◆ EXERCISE PROMPT ◆
Arrange the listing, from its first line through the line containing "[810,436,867,570]", as a Markdown table with the columns Row and Line. Number each row, and leave out blank lines.

◆ RECORDS FOR THIS TASK ◆
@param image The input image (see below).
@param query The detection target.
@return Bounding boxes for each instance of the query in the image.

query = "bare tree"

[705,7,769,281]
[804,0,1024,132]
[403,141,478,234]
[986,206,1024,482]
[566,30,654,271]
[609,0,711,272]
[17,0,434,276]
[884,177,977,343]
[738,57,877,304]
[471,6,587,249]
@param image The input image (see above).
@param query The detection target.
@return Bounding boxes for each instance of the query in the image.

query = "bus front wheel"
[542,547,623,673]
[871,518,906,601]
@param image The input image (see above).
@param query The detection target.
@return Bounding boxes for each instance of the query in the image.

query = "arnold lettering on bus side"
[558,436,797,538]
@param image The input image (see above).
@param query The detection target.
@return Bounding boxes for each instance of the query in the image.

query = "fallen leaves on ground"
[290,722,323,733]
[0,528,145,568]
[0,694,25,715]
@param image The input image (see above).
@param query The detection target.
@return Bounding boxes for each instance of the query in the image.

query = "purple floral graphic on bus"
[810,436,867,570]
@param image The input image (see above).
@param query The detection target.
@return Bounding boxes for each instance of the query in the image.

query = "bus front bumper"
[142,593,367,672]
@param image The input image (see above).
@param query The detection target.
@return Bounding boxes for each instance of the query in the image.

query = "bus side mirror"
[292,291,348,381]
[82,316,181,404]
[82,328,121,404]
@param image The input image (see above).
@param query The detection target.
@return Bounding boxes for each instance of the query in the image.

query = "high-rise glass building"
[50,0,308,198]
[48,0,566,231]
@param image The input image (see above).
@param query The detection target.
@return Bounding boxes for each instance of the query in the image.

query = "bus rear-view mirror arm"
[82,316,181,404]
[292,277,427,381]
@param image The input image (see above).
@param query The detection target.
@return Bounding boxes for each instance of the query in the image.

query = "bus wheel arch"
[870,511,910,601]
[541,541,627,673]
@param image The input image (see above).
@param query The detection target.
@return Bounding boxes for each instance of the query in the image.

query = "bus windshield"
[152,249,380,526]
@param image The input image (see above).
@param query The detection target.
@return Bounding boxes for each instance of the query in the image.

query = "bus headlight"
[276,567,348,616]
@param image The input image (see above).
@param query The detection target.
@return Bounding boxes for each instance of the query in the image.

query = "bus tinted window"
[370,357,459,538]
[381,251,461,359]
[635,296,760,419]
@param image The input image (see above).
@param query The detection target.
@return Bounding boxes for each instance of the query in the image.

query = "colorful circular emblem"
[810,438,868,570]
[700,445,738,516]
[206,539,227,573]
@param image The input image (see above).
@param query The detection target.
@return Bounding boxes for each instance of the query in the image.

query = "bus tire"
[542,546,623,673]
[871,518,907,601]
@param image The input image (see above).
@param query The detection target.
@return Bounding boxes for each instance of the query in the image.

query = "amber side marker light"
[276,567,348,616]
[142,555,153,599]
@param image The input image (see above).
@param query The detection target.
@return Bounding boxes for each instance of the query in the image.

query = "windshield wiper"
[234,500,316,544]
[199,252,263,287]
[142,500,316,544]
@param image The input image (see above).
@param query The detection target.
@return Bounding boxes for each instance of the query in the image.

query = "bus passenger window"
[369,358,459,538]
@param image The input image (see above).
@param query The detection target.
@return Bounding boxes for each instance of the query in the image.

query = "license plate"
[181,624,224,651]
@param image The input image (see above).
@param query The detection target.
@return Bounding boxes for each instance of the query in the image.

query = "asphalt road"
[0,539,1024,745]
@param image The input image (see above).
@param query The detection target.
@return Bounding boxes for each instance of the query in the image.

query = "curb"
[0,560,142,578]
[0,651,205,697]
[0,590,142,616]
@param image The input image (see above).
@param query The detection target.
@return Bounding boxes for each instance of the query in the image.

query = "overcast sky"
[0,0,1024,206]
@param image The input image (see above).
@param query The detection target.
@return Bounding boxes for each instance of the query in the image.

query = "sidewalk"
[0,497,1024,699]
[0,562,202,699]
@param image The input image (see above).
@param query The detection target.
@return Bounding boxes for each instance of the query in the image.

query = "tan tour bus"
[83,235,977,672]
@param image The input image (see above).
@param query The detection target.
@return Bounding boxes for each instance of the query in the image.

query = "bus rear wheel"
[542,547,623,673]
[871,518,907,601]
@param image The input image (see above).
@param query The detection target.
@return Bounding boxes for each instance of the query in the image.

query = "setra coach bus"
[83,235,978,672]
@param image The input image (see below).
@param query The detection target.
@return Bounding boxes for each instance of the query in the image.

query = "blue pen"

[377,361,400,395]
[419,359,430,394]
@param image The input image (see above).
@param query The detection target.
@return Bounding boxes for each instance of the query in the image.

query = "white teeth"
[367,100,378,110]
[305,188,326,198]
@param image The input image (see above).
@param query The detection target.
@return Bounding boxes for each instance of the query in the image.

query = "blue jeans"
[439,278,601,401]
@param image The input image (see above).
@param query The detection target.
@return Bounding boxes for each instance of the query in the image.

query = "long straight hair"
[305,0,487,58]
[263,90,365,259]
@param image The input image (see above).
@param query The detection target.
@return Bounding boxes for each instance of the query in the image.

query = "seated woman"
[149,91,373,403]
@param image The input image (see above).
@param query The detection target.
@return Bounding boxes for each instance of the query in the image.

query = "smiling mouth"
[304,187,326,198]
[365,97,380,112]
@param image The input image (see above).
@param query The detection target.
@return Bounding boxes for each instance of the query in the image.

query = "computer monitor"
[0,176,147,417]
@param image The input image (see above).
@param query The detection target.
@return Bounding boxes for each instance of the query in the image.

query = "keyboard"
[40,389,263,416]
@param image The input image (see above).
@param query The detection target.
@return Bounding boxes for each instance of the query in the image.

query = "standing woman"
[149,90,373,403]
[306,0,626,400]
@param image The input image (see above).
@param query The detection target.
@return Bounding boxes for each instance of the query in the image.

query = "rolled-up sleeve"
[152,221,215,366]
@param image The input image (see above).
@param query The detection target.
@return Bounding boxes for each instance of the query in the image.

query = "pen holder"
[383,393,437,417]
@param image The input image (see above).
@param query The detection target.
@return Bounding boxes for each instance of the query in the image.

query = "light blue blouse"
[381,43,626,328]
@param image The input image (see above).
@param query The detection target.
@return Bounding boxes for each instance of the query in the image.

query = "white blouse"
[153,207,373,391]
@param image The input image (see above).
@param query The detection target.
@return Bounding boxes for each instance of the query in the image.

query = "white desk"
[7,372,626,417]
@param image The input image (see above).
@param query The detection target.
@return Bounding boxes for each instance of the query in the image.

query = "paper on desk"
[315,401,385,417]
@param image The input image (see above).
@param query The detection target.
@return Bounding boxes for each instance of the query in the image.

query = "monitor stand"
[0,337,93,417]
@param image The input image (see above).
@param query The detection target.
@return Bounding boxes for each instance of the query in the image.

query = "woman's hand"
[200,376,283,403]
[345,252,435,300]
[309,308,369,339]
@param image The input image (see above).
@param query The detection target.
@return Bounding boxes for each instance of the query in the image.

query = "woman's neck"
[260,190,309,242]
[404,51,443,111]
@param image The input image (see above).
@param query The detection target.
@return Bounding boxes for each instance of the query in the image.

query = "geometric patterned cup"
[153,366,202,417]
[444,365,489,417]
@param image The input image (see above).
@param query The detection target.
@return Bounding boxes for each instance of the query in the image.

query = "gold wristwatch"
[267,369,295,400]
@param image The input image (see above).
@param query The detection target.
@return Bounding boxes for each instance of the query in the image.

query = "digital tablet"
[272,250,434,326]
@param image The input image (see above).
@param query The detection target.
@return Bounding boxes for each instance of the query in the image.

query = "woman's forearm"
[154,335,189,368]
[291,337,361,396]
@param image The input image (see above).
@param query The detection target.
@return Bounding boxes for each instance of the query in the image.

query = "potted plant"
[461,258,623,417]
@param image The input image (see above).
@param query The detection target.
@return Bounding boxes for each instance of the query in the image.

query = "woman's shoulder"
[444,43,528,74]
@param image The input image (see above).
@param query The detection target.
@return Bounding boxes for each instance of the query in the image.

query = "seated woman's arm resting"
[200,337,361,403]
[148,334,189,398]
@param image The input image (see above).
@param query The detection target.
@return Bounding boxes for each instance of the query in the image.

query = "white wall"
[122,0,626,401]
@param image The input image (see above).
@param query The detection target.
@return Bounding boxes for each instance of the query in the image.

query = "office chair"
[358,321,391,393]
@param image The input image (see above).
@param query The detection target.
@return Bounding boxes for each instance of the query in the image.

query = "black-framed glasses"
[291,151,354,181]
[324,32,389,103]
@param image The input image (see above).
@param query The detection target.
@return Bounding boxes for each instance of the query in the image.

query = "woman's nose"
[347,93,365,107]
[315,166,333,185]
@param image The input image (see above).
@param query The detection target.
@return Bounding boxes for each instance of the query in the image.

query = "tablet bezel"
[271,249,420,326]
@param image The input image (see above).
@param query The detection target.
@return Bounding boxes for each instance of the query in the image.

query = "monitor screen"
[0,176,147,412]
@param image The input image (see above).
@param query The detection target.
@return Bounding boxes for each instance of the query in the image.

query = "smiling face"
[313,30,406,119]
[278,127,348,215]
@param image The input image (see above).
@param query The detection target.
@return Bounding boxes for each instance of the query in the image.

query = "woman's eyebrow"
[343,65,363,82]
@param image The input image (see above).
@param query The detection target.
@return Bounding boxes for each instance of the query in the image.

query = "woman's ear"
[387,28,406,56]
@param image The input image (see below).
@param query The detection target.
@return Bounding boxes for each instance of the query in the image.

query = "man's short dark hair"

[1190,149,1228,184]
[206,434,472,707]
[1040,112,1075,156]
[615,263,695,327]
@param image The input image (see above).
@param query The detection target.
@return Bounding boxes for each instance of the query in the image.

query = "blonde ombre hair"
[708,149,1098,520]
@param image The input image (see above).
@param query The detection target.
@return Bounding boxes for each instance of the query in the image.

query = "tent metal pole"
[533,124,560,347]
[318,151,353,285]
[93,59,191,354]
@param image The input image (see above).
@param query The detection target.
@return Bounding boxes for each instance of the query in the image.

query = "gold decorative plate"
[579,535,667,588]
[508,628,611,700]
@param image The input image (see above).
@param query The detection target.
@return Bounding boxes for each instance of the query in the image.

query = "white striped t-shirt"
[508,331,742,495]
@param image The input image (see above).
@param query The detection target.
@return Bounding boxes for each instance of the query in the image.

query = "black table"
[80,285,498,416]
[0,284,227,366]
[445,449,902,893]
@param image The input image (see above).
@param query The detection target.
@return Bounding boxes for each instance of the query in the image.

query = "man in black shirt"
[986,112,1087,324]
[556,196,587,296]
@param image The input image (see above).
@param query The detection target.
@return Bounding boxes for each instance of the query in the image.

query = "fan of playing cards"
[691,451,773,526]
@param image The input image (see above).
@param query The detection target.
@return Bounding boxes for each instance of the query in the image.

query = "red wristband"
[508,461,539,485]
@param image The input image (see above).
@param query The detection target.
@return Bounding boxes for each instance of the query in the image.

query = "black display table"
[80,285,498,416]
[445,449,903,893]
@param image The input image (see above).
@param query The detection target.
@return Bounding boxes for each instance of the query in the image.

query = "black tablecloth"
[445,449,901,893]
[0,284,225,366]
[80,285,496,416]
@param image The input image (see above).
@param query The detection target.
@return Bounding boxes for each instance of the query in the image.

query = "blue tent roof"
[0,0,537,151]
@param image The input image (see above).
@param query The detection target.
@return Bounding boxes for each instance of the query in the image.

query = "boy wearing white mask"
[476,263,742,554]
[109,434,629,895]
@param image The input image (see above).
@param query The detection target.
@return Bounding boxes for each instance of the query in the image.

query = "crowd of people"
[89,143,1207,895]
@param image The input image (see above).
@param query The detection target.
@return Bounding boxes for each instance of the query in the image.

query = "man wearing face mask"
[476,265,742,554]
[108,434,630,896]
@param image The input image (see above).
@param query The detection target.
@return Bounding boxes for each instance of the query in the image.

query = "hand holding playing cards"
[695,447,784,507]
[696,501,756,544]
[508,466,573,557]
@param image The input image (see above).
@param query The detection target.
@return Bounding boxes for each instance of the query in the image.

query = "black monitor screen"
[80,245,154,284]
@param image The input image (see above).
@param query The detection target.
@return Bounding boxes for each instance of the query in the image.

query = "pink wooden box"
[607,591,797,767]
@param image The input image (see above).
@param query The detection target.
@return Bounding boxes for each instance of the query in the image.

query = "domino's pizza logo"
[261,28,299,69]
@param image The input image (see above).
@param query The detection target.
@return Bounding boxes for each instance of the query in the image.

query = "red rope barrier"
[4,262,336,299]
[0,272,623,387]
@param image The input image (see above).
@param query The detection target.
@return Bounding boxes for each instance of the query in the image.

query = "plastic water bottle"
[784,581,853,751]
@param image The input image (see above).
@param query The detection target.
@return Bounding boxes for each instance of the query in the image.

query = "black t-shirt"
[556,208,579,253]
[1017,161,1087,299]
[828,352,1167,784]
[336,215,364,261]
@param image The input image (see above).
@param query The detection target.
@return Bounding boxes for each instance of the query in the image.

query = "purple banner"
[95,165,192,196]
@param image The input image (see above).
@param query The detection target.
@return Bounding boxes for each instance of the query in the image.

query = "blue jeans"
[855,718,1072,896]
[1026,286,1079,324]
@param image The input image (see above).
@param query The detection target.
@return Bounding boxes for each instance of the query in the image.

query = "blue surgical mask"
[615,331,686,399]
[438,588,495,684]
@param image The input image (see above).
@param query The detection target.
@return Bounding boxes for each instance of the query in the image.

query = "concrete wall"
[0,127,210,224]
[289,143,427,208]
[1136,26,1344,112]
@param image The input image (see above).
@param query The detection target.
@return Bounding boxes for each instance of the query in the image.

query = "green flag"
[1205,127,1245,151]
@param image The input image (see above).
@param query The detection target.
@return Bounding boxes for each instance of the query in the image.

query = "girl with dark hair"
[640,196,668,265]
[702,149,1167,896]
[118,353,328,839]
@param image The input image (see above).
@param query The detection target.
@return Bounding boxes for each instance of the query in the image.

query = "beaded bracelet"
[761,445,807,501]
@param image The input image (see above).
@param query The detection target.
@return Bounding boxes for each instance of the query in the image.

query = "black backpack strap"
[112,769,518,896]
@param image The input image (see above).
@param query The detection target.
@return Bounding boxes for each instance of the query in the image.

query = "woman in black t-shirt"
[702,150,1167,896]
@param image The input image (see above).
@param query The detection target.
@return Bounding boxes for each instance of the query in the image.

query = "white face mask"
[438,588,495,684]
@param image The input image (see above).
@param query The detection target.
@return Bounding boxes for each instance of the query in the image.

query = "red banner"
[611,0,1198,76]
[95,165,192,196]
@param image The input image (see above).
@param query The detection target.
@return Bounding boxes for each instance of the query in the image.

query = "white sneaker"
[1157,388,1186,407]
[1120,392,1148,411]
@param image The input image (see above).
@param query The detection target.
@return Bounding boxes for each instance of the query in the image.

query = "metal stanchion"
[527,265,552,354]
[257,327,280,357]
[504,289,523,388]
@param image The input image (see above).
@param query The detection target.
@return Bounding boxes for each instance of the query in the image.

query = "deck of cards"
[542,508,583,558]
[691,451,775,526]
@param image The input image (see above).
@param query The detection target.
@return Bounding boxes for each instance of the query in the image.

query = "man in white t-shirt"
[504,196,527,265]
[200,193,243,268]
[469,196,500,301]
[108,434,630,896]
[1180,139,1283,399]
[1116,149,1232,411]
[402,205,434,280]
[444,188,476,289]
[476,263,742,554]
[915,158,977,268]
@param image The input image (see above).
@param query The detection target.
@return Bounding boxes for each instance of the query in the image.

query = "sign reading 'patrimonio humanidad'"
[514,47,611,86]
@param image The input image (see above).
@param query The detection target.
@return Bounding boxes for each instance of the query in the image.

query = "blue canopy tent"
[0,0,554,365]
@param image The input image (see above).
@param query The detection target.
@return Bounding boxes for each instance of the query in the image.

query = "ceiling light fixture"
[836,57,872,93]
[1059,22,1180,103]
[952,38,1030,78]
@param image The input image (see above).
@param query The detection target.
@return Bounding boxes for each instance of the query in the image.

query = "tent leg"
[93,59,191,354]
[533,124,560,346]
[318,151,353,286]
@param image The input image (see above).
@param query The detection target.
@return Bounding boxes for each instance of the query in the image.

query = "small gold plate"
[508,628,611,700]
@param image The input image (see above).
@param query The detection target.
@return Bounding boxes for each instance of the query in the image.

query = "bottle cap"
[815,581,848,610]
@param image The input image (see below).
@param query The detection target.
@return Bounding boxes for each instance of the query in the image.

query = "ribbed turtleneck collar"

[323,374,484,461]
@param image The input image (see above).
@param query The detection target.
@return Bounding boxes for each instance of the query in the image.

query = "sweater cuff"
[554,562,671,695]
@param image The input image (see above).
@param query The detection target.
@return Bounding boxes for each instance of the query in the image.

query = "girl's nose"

◆ ANSWER IN FULL ◆
| Row | Line |
|---|---|
| 1 | @param image The input image (see below). |
| 2 | @param query The detection target. |
| 3 | @return Bounding boxes for each instance of the query in the image. |
| 4 | query = "bare tree" |
| 5 | [705,7,769,281] |
| 6 | [804,0,1024,132] |
| 7 | [403,141,478,234] |
| 8 | [986,206,1024,482] |
| 9 | [566,30,654,271] |
| 10 | [609,0,711,272] |
| 11 | [17,0,434,276] |
| 12 | [884,177,977,343] |
| 13 | [738,57,877,304] |
| 14 | [471,6,587,249] |
| 15 | @param image The input image (see above). |
| 16 | @param query The detection target. |
| 17 | @return Bounding boxes for each instance of the query in the image. |
| 18 | query = "bus front wheel" |
| 19 | [542,547,623,673] |
| 20 | [871,518,906,601] |
| 21 | @param image The input image (see above). |
| 22 | @param query The detection target. |
| 23 | @return Bounding boxes for each instance of the query in the image. |
| 24 | query = "arnold lettering on bus side" |
| 25 | [558,436,797,538] |
| 26 | @param image The input image (see above). |
| 27 | @param query The detection target. |
| 28 | @return Bounding boxes for each instance of the query in the image. |
| 29 | query = "fallen leaves on ground" |
| 30 | [290,722,323,733] |
| 31 | [0,528,145,568] |
| 32 | [0,694,25,715] |
| 33 | @param image The input image (see above). |
| 34 | @param query The detection target. |
| 35 | @return Bounding boxes for each instance of the query in the image. |
| 36 | query = "purple floral graphic on bus" |
| 37 | [810,436,867,570] |